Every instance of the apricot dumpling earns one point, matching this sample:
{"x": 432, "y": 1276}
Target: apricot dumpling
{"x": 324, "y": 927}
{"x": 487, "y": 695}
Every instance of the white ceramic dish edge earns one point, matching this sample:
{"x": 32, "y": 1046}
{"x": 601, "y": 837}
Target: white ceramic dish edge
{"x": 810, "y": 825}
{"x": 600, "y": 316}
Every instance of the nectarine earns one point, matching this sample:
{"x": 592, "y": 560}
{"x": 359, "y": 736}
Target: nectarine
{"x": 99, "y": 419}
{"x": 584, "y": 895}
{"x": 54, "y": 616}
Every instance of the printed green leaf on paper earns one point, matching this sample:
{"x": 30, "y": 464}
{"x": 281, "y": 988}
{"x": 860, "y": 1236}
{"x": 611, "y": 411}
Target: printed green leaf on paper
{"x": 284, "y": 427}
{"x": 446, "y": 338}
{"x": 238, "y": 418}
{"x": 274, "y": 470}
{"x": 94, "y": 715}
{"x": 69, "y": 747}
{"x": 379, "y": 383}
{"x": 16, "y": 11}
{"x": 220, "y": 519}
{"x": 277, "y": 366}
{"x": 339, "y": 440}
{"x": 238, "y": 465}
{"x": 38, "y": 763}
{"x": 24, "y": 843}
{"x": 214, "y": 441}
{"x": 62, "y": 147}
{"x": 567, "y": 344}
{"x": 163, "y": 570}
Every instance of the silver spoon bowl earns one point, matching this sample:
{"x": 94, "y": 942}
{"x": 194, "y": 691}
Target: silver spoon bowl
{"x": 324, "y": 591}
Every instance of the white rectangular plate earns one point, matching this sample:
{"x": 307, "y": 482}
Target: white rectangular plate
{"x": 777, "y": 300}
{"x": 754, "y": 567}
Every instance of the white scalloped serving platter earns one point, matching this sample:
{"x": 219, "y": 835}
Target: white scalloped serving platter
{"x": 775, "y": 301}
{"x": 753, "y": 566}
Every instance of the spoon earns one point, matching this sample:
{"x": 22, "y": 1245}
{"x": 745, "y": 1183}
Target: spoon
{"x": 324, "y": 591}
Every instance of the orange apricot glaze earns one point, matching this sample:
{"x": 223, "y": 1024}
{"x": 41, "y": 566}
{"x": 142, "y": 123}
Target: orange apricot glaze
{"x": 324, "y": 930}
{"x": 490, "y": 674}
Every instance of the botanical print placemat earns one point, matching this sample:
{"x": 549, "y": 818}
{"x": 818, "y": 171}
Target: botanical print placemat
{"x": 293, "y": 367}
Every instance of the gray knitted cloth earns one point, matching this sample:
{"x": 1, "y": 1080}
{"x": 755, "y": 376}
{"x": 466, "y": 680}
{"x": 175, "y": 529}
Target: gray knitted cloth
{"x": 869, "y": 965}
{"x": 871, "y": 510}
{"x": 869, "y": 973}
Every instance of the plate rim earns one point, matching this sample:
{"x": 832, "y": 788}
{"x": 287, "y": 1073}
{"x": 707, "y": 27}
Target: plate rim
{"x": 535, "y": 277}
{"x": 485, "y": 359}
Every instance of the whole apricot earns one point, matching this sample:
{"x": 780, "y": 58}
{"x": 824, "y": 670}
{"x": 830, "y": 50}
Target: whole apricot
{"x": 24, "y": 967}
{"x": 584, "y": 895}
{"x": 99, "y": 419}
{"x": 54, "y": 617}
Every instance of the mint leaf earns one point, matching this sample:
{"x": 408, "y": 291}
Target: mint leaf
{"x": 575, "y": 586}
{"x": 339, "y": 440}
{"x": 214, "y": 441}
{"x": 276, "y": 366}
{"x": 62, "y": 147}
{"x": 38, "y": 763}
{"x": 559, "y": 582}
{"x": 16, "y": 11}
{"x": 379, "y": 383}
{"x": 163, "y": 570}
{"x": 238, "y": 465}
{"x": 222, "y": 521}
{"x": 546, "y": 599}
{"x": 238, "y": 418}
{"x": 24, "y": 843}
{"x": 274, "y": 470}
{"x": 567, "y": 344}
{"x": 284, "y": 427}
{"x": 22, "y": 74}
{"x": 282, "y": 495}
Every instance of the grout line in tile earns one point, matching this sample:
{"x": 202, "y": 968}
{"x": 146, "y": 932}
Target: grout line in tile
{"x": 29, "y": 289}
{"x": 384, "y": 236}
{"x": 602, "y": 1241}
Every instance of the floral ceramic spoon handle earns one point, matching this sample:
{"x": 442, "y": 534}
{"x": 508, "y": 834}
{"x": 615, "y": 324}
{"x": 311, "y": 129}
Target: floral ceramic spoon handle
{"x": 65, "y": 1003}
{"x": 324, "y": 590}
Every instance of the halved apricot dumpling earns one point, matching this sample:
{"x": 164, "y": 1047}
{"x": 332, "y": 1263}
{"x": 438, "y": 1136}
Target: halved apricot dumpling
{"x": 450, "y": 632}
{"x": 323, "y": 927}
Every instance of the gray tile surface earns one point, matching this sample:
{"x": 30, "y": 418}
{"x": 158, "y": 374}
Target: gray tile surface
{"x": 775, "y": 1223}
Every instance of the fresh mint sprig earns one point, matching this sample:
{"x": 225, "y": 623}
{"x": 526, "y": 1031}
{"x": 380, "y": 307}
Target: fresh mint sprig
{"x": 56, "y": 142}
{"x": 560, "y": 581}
────────────────────
PROBLEM = Whatever appears in the records must be returned exactly.

EXERCISE OUTPUT =
Every instance of the apricot dumpling earns one point, matching this sample:
{"x": 432, "y": 1276}
Target: apricot dumpling
{"x": 324, "y": 927}
{"x": 487, "y": 695}
Every instance of the white ceramic dish edge earns one point, matching this sample:
{"x": 32, "y": 1046}
{"x": 601, "y": 837}
Target: white ceramic dish edge
{"x": 810, "y": 825}
{"x": 600, "y": 316}
Every instance of the nectarine earns one point, matching this sample:
{"x": 592, "y": 560}
{"x": 359, "y": 736}
Target: nectarine
{"x": 99, "y": 419}
{"x": 584, "y": 895}
{"x": 54, "y": 616}
Every instance of the printed green leaf on paper earns one point, matching this sample:
{"x": 30, "y": 464}
{"x": 281, "y": 988}
{"x": 860, "y": 1236}
{"x": 611, "y": 411}
Target: printed green leaf on paper
{"x": 284, "y": 427}
{"x": 446, "y": 338}
{"x": 238, "y": 418}
{"x": 274, "y": 470}
{"x": 94, "y": 715}
{"x": 69, "y": 747}
{"x": 379, "y": 383}
{"x": 16, "y": 11}
{"x": 220, "y": 519}
{"x": 277, "y": 366}
{"x": 339, "y": 440}
{"x": 238, "y": 465}
{"x": 38, "y": 763}
{"x": 24, "y": 843}
{"x": 214, "y": 441}
{"x": 62, "y": 147}
{"x": 567, "y": 344}
{"x": 163, "y": 570}
Every instance of the silver spoon bowl earns one point, matching this sample:
{"x": 94, "y": 942}
{"x": 194, "y": 691}
Target: silver spoon bowl
{"x": 324, "y": 591}
Every instance of the white rectangular plate earns one point, matching this sample:
{"x": 307, "y": 482}
Target: white rectangular plate
{"x": 777, "y": 300}
{"x": 754, "y": 567}
Every instance of the white scalloped serving platter earns one point, matching this sample:
{"x": 219, "y": 835}
Target: white scalloped serving platter
{"x": 775, "y": 301}
{"x": 753, "y": 566}
Every instance of the spoon earns one point, matching this sample:
{"x": 22, "y": 1245}
{"x": 745, "y": 1183}
Target: spoon
{"x": 324, "y": 591}
Every instance of the orange apricot glaze earns one point, matching this sample:
{"x": 223, "y": 1024}
{"x": 41, "y": 566}
{"x": 142, "y": 123}
Target: orange apricot glaze
{"x": 324, "y": 930}
{"x": 490, "y": 674}
Every instance of the botanical print placemat earns one point, matching this sample:
{"x": 549, "y": 818}
{"x": 818, "y": 171}
Target: botanical print placemat
{"x": 293, "y": 367}
Every instance of the gray knitted cloth earns one point, matching this sample:
{"x": 1, "y": 1080}
{"x": 755, "y": 376}
{"x": 466, "y": 680}
{"x": 175, "y": 529}
Target: gray knitted cloth
{"x": 869, "y": 965}
{"x": 871, "y": 510}
{"x": 869, "y": 973}
Every instance of the plate rim earns one point, matching this sample:
{"x": 832, "y": 788}
{"x": 287, "y": 1073}
{"x": 707, "y": 27}
Target: plate rim
{"x": 535, "y": 277}
{"x": 485, "y": 359}
Every instance of the whole apricot earns one point, matching this sample:
{"x": 780, "y": 58}
{"x": 824, "y": 670}
{"x": 830, "y": 50}
Target: whole apricot
{"x": 24, "y": 967}
{"x": 584, "y": 895}
{"x": 99, "y": 419}
{"x": 54, "y": 617}
Every instance of the mint leaf earns one point, matching this sample:
{"x": 408, "y": 291}
Target: mint leaf
{"x": 575, "y": 586}
{"x": 339, "y": 440}
{"x": 214, "y": 441}
{"x": 276, "y": 366}
{"x": 62, "y": 147}
{"x": 38, "y": 763}
{"x": 559, "y": 582}
{"x": 16, "y": 11}
{"x": 379, "y": 383}
{"x": 163, "y": 570}
{"x": 238, "y": 465}
{"x": 222, "y": 521}
{"x": 546, "y": 599}
{"x": 238, "y": 418}
{"x": 24, "y": 843}
{"x": 274, "y": 470}
{"x": 567, "y": 344}
{"x": 284, "y": 427}
{"x": 22, "y": 74}
{"x": 282, "y": 495}
Every instance of the grout line in tile earns one point, matching this sample:
{"x": 202, "y": 968}
{"x": 146, "y": 932}
Target: grout line in tile
{"x": 29, "y": 289}
{"x": 384, "y": 236}
{"x": 602, "y": 1241}
Every instance of the floral ceramic spoon handle earns one point, matching this sample:
{"x": 442, "y": 534}
{"x": 508, "y": 834}
{"x": 615, "y": 324}
{"x": 311, "y": 129}
Target: floral ceramic spoon handle
{"x": 65, "y": 1003}
{"x": 324, "y": 590}
Every instance of the halved apricot dumpling earns one point, matching this sample:
{"x": 164, "y": 1047}
{"x": 332, "y": 1263}
{"x": 438, "y": 1136}
Target: halved apricot dumpling
{"x": 450, "y": 632}
{"x": 323, "y": 927}
Every instance of the gray tile surface earns one point, matching this sample:
{"x": 30, "y": 418}
{"x": 158, "y": 374}
Target: gray tile surface
{"x": 775, "y": 1223}
Every instance of the fresh mint sprig earns one point, matching this sample:
{"x": 225, "y": 623}
{"x": 526, "y": 1031}
{"x": 380, "y": 307}
Target: fresh mint sprig
{"x": 56, "y": 142}
{"x": 560, "y": 581}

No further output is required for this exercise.